YOUR INSTRUCTIONS: Could you write out every record below exactly, leaving out any pictures?

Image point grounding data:
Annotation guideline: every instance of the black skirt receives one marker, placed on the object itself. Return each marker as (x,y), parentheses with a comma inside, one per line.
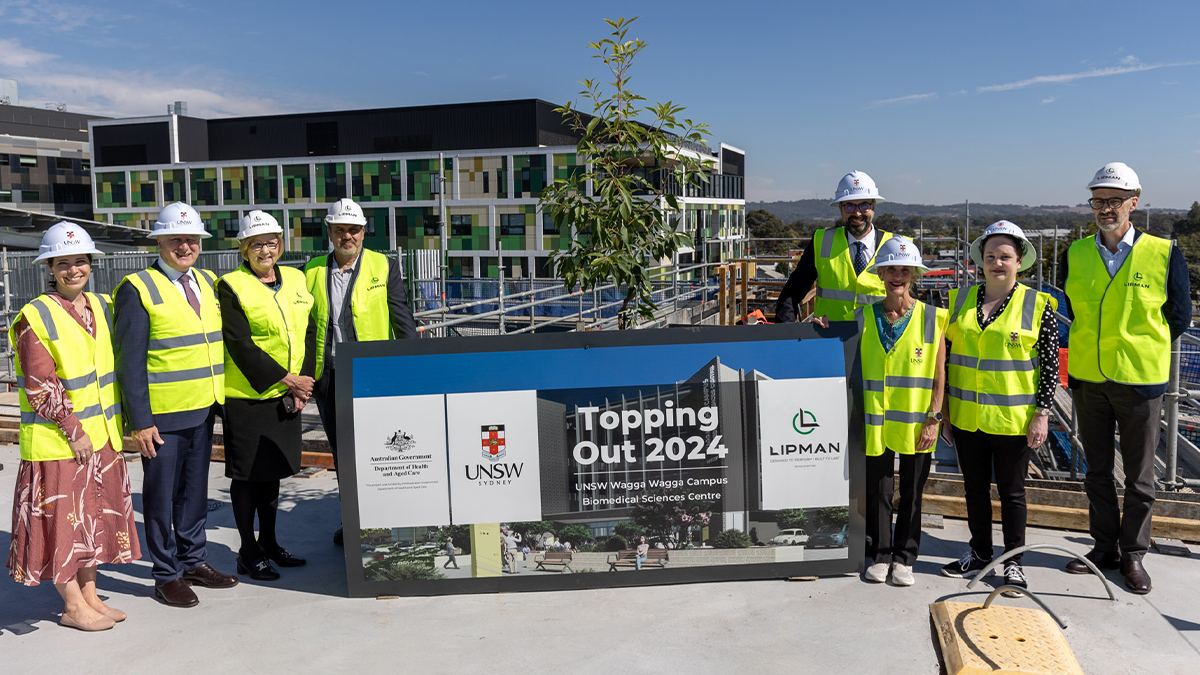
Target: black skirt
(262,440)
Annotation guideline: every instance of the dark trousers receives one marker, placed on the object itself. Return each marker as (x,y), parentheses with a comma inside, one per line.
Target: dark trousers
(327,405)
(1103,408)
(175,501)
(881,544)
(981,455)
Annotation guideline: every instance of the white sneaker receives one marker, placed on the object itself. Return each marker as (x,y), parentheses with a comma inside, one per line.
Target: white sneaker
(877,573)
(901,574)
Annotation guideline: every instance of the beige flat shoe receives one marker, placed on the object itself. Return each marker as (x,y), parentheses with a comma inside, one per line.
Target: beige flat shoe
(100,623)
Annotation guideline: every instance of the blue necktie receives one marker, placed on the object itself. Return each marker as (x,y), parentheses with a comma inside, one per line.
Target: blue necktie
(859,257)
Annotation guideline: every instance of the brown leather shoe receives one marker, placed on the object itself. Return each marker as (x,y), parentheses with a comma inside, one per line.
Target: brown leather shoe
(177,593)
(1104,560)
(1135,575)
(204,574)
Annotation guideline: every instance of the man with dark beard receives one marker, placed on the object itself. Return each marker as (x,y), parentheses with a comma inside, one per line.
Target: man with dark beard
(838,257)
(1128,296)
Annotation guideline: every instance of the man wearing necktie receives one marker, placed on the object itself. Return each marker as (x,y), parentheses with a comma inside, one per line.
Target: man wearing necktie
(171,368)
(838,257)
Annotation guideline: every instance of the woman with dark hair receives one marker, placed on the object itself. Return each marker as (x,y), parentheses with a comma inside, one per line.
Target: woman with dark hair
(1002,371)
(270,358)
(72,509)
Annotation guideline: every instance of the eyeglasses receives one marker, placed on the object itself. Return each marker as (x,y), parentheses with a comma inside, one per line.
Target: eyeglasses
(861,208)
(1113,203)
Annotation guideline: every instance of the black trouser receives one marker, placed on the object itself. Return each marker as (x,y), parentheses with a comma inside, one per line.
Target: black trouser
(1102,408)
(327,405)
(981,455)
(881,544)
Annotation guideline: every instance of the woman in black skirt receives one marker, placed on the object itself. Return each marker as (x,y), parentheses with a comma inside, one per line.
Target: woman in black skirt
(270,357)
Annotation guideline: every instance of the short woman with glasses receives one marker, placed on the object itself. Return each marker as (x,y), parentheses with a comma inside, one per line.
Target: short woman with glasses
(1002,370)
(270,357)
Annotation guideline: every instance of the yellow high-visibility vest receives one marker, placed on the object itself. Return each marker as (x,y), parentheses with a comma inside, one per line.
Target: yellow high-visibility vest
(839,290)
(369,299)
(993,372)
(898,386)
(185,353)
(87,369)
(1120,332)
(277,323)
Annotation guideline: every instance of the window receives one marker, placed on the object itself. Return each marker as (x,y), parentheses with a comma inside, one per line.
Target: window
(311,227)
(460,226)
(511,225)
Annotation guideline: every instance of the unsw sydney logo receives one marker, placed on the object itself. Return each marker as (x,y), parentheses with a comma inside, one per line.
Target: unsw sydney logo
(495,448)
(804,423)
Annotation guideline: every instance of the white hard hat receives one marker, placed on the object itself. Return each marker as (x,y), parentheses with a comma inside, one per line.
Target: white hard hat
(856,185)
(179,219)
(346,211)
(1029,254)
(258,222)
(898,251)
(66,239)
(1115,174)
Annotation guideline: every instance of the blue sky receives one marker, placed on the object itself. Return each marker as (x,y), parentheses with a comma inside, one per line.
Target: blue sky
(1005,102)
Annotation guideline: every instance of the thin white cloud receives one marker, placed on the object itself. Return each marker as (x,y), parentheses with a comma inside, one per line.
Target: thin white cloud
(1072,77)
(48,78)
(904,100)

ANSWER BOX:
Annotation guideline: every instance of the black skirt receives one marker, placed on the object itself. Return each marker as (x,y), parentheses with a comma inside, one per line.
Target: black skirt
(262,440)
Annotation guideline: every instance of the dark trousers receives one marker, placed on the object itself. Return each marker as (x,y), parentheses with a comma inside, one per line.
Target: dark trousers
(327,405)
(1103,408)
(175,501)
(881,544)
(981,455)
Annotation guideline: every instance of the white sneaker receives one marker, placed on the object itself. Return each marker as (x,y), parentheses with a comma inside, one per line.
Target: white sneaker
(877,573)
(901,574)
Annotation guideline: every instance of the beige flat shoe receives one marker, placed on the object itself. Return each marker as (x,y), parentheses with a comma inside, one per line.
Target: beige flat shoe
(100,623)
Annotation guideline: every instance of the blue necktie receives one marker, placed on the object itself. Return each marker as (x,y), parentheses with a comma inside, one per line.
Target: blue necktie
(859,257)
Annotation guideline: every instance of the brown leather shoe receives one marker, placed on the object itself. Return each marker as (x,y), parentheses with a comma inside, one per line.
Target: brown leather shoe
(177,593)
(1104,560)
(1135,575)
(204,574)
Annotation guideline: every instance of the man with dark beard receives one marker, placed on the object itself. Return each marker as (x,y), parentheses with a comma inside, one per line.
Target: man with dark beard
(838,257)
(1128,296)
Annotation guideline: every instance of the man wearing necktie receives one marker, placed on the object itself. Return each marker as (x,y), parentheses with a comma inside, one per line.
Target: man wearing necktie
(171,368)
(838,257)
Annotation guideline: every instance of the woman with dark hair receives one marker, placed on the object itself. Return each marker as (x,y), parentheses with a comma inside, one per line.
Target: woman with dark hair
(1002,371)
(270,358)
(72,509)
Annotation guideline: every instance of the eyeglasses receives one marker, placed on the object itself. Return each marker as (x,y), parentheses with a comma inside, one per line.
Target: eyeglasses
(861,208)
(1113,203)
Annotation guideline: every instance of the black trouser receives one marker, placed on the object itself. Return each marker as (x,y), parentheses with a comma inside, one per line.
Target: black trouser
(1102,408)
(327,405)
(981,455)
(881,544)
Annotation guideline: every instance of the woman in black skirt receives one marker, placed on the object itself. Return each marker as (x,y), parentheses with a comma inside, one per line.
Target: woman in black skirt
(270,357)
Annotation guideline: every instance of the short woman with glasses receives one marker, placed on the object itself. Return each marker as (x,y), parentheses with a comma inside, one per line.
Target: short woman with glasses
(1002,370)
(270,357)
Annotation guideline: every instance of the yellow high-visibility vest receives one marker, placed on the object itself. Return each marker as (x,y), parentheses with a comma inside, one per line.
Target: yellow high-visibility vest
(839,290)
(369,299)
(993,372)
(898,386)
(185,353)
(87,369)
(1120,332)
(277,323)
Annotation guideline: every instance of the window receives one marker, placed on the object itself. Return each marker as (x,y), parentheses with a comma inside, one per line.
Target: window
(311,227)
(460,226)
(511,225)
Annotation guideline: every instance of the unsw sydney logo receives one marker, placed on the object itself. Return each marker as (x,y), parentheses with a comma inside, one per line.
Target: unsw sydney logo
(495,448)
(804,423)
Annotation guideline: every instance of the white hard hat receives one marker, placed on the object itself. Return each marker as (x,y), parentheses with a comma inside, one per line.
Target: white hard hat
(856,185)
(179,219)
(346,211)
(1029,254)
(258,222)
(898,251)
(66,239)
(1115,174)
Annotation guideline: every instance of the blue sky receives one marker, placed on the object itself. Return each marker as (x,y), parentheses with a comma inside, one per line.
Target: blue sky
(1005,102)
Annotation guideline: every instance of the thin white cloud receives one marker, placed on the object itself. Return each marker as (x,y), parentheses with a comma inside, one per line.
Target: thin white cloud
(1072,77)
(48,78)
(904,100)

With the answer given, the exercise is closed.